Work instructions. Rewrite the records below, changing every "Where in the photo" to "Where in the image" and keeping everything else the same. Leave the pictures out of your answer.

Records for bounding box labeling
— start —

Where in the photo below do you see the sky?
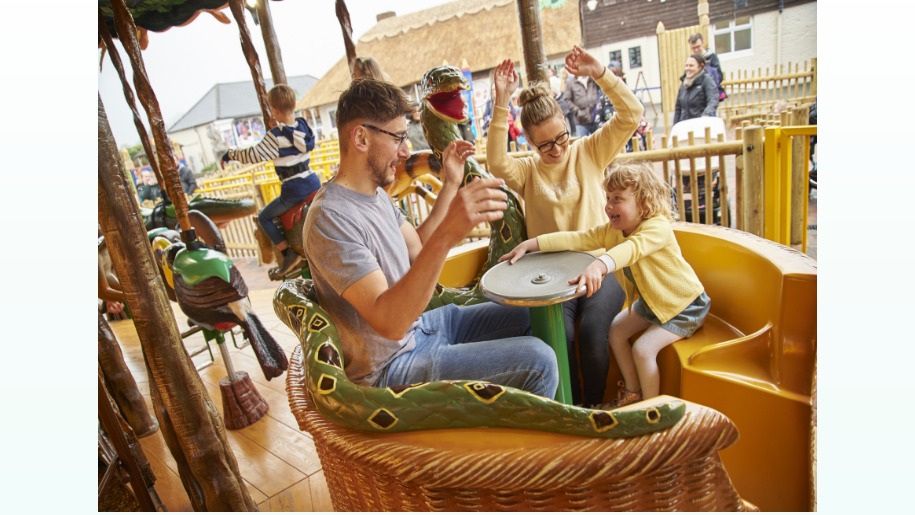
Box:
[98,0,448,146]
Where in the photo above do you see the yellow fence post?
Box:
[763,127,781,243]
[737,125,766,237]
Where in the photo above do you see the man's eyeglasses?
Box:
[537,131,569,154]
[362,123,409,147]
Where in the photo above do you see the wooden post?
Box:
[98,95,257,511]
[790,107,810,245]
[229,0,276,129]
[737,125,766,237]
[98,313,159,438]
[110,0,192,233]
[518,0,549,85]
[334,0,356,73]
[257,0,288,86]
[98,11,165,191]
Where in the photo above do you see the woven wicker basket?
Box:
[286,346,757,511]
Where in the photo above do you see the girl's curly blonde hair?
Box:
[604,161,674,221]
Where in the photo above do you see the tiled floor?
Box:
[111,284,333,511]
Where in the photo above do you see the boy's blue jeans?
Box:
[375,302,559,399]
[257,174,321,245]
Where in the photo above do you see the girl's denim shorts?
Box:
[632,292,712,338]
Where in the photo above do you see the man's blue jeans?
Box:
[375,302,559,399]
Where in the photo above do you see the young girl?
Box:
[500,162,711,407]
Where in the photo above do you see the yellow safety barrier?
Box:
[763,125,817,253]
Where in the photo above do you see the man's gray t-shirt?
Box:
[303,182,417,386]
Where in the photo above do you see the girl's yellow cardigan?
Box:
[537,215,705,324]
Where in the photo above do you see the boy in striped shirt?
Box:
[222,84,321,276]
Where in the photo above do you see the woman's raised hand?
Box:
[493,59,520,107]
[566,45,605,80]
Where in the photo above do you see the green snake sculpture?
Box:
[273,66,686,438]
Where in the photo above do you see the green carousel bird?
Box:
[165,229,289,381]
[421,66,527,309]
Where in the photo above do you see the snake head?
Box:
[422,66,470,124]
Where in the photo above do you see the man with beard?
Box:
[304,79,559,398]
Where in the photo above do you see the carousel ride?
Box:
[274,67,816,510]
[99,2,816,510]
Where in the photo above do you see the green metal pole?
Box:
[529,303,572,404]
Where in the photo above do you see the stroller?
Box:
[668,116,732,225]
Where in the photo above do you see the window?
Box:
[629,46,642,69]
[715,16,753,54]
[607,50,623,67]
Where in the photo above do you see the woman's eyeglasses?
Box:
[537,130,569,154]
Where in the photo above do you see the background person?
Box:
[674,54,718,125]
[137,170,162,205]
[486,46,644,406]
[689,33,728,102]
[178,163,197,195]
[565,62,601,137]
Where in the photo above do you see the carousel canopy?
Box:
[98,0,229,37]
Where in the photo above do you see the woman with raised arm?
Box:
[486,45,644,406]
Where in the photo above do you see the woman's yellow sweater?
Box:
[537,215,705,324]
[486,70,645,242]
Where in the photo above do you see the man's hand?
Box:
[493,59,520,107]
[437,179,508,245]
[566,45,604,80]
[569,259,608,297]
[499,238,540,265]
[442,140,476,187]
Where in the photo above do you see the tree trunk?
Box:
[98,95,257,511]
[229,0,276,129]
[257,0,289,86]
[334,0,356,74]
[518,0,549,85]
[98,313,159,438]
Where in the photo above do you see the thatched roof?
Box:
[297,0,581,109]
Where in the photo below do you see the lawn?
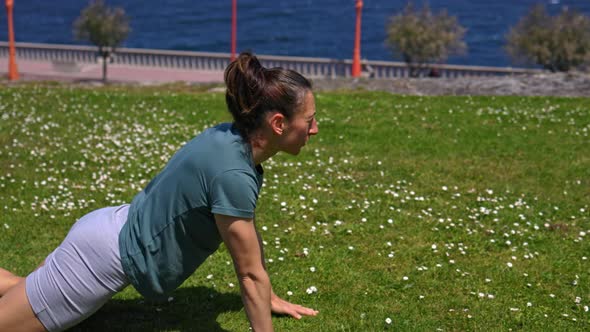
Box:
[0,85,590,331]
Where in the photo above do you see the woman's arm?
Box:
[255,226,319,319]
[215,214,273,331]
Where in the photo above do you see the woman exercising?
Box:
[0,53,318,331]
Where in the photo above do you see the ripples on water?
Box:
[0,0,590,66]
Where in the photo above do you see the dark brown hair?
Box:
[224,52,311,140]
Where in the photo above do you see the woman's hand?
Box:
[270,292,319,319]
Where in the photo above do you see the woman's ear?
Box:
[268,112,287,136]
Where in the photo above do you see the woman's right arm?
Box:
[215,214,273,332]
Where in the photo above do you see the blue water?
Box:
[0,0,590,66]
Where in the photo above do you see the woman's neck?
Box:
[250,135,279,165]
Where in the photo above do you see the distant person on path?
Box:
[0,53,318,331]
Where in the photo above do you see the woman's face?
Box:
[281,91,318,155]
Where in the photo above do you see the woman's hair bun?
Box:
[223,52,311,139]
[224,52,265,114]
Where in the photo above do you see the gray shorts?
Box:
[25,205,129,332]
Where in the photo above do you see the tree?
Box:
[74,0,131,83]
[386,2,467,77]
[506,4,590,72]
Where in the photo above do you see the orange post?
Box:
[230,0,238,61]
[352,0,363,77]
[6,0,18,81]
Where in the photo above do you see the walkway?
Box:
[0,58,223,84]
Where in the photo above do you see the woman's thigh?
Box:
[22,206,128,331]
[0,280,45,332]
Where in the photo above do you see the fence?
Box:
[0,42,542,79]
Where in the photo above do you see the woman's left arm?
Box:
[255,226,319,319]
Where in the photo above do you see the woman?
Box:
[0,53,318,331]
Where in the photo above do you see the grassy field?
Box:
[0,86,590,331]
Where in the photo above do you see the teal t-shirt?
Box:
[119,123,263,298]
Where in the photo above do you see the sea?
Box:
[0,0,590,67]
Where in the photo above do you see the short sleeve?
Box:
[209,170,258,218]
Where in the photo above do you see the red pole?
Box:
[352,0,363,77]
[230,0,238,61]
[6,0,18,81]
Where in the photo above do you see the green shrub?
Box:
[386,3,467,77]
[74,0,130,82]
[506,4,590,72]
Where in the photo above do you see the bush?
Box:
[386,3,467,77]
[506,4,590,72]
[74,0,130,82]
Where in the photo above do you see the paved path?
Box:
[0,58,223,84]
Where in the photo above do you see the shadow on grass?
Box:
[68,287,243,332]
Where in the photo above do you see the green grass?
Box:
[0,86,590,331]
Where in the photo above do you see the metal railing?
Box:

— end —

Answer for the task.
Where in the image below do you see the sky?
Box:
[98,0,448,146]
Where in the image above do you see the yellow fence post?
Box:
[763,127,781,243]
[737,125,766,237]
Where in the image above do you see the man's eyeglasses?
Box:
[537,131,569,154]
[362,123,409,147]
Where in the image above do you see the wooden post?
Box:
[98,95,257,511]
[790,107,810,245]
[229,0,276,129]
[737,125,766,237]
[98,313,159,438]
[110,0,192,233]
[518,0,549,85]
[334,0,356,73]
[257,0,288,86]
[98,11,165,191]
Where in the image above do you see the woven wicker basket?
Box:
[286,346,757,511]
Where in the image above do you see the girl's curly blonde hair?
Box:
[604,161,674,221]
Where in the image above do you see the tiled floor?
Box:
[111,284,333,511]
Where in the image above do you see the boy's blue jeans?
Box:
[375,302,559,399]
[257,174,321,245]
Where in the image above do you see the girl's denim shorts?
Box:
[632,292,712,338]
Where in the image above do you see the man's blue jeans?
Box:
[375,302,559,399]
Where in the image above do you see the young girl?
Box:
[500,162,711,407]
Where in the image above do you see the yellow safety barrier?
Box:
[763,125,817,253]
Where in the image above do you see the man's gray t-shirt?
Box:
[303,182,417,386]
Where in the image above do you see the girl's yellow cardigan?
Box:
[537,215,705,324]
Where in the image above do you see the boy in striped shirt?
Box:
[222,84,321,276]
Where in the image above do you see the woman's raised hand?
Box:
[493,59,520,107]
[566,45,605,80]
Where in the image above do you see the green snake sculpture?
Box:
[273,66,686,438]
Where in the image above do you see the green carousel bird?
Box:
[165,229,289,381]
[421,66,527,309]
Where in the image above do you see the snake head?
Box:
[422,66,470,124]
Where in the image above do you see the man with beard?
Box:
[304,79,559,398]
Where in the image above do you see the carousel ride?
Box:
[274,67,816,510]
[99,2,816,510]
Where in the image above do you see the green metal pole?
Box:
[529,303,572,404]
Where in the image above do you see the stroller?
Box:
[668,116,732,225]
Where in the image above do you see the window?
Box:
[629,46,642,69]
[715,16,753,54]
[607,50,623,67]
Where in the image above do you see the woman's eyeglasses?
Box:
[537,130,569,154]
Where in the image above do you see the background person?
Box:
[674,54,718,125]
[137,170,162,205]
[486,46,644,406]
[689,33,728,102]
[178,163,197,195]
[565,62,601,137]
Where in the image above do you see the carousel canopy?
Box:
[98,0,229,37]
Where in the image above do you see the woman with raised arm?
Box:
[486,45,644,406]
Where in the image above do you see the woman's yellow sweater?
Box:
[537,215,705,324]
[486,70,645,242]
Where in the image above do you see the man's hand?
Box:
[493,59,520,107]
[437,179,508,245]
[566,45,604,80]
[569,259,608,297]
[499,238,540,265]
[442,140,476,187]
Where in the image above do you see the tree trunk?
Box:
[98,95,257,511]
[229,0,276,129]
[257,0,289,86]
[334,0,356,74]
[518,0,549,85]
[98,313,159,438]
Where in the image above do you see the thatched roof?
Box:
[297,0,581,109]
Where in the image below do you see the lawn?
Box:
[0,85,590,331]
Where in the image above do you see the woman's arm?
Box:
[255,226,319,319]
[215,214,273,331]
Where in the image above do you see the woman exercising?
Box:
[0,53,318,331]
Where in the image above do you see the ripples on water?
Box:
[0,0,590,66]
Where in the image above do you see the dark brown hair?
Box:
[224,52,311,140]
Where in the image above do you see the woman's hand?
Box:
[270,292,319,319]
Where in the image above do you see the woman's ear?
Box:
[268,112,287,136]
Where in the image above do you see the woman's right arm?
Box:
[215,214,273,332]
Where in the image above do you see the blue water?
Box:
[0,0,590,66]
Where in the image above do you see the woman's neck?
Box:
[250,135,279,165]
Where in the image above do you see the distant person on path?
Box:
[0,53,318,331]
Where in the image above do you see the woman's face?
Box:
[281,91,318,155]
Where in the image above do you see the woman's hair bun?
Box:
[223,52,311,139]
[224,52,265,114]
Where in the image above do you see the gray shorts?
Box:
[25,205,129,332]
Where in the image above do you see the tree?
Box:
[74,0,131,83]
[386,2,467,77]
[506,4,590,72]
Where in the image above do you see the orange post?
Box:
[230,0,238,61]
[352,0,363,77]
[6,0,18,81]
Where in the image above do you see the walkway?
Box:
[0,58,223,84]
Where in the image above do you see the woman's thigh?
Box:
[22,206,128,331]
[0,280,45,332]
Where in the image above do you see the fence?
Box:
[0,42,542,79]
Where in the image above do you see the woman's left arm?
Box:
[255,226,319,319]
Where in the image above do you see the woman?
Box:
[0,53,318,331]
Where in the image above do you see the grassy field?
Box:
[0,86,590,331]
Where in the image above do you see the teal t-shirt?
Box:
[119,123,263,298]
Where in the image above do you see the sea?
Box:
[0,0,590,67]
Where in the image above do you see the short sleeve?
Box:
[209,170,258,218]
Where in the image above do you see the red pole?
Box:
[352,0,363,77]
[230,0,238,61]
[6,0,18,81]
Where in the image above do you see the green shrub?
Box:
[386,3,467,77]
[74,0,130,82]
[506,4,590,72]
Where in the image above do you see the bush?
Box:
[386,3,467,77]
[506,4,590,72]
[74,0,130,82]
Where in the image above do you see the paved path?
Box:
[0,58,223,84]
Where in the image above do you see the shadow on grass?
Box:
[68,287,243,332]
Where in the image above do you see the green grass?
Box:
[0,86,590,331]
Where in the image above do you see the metal railing?
Box:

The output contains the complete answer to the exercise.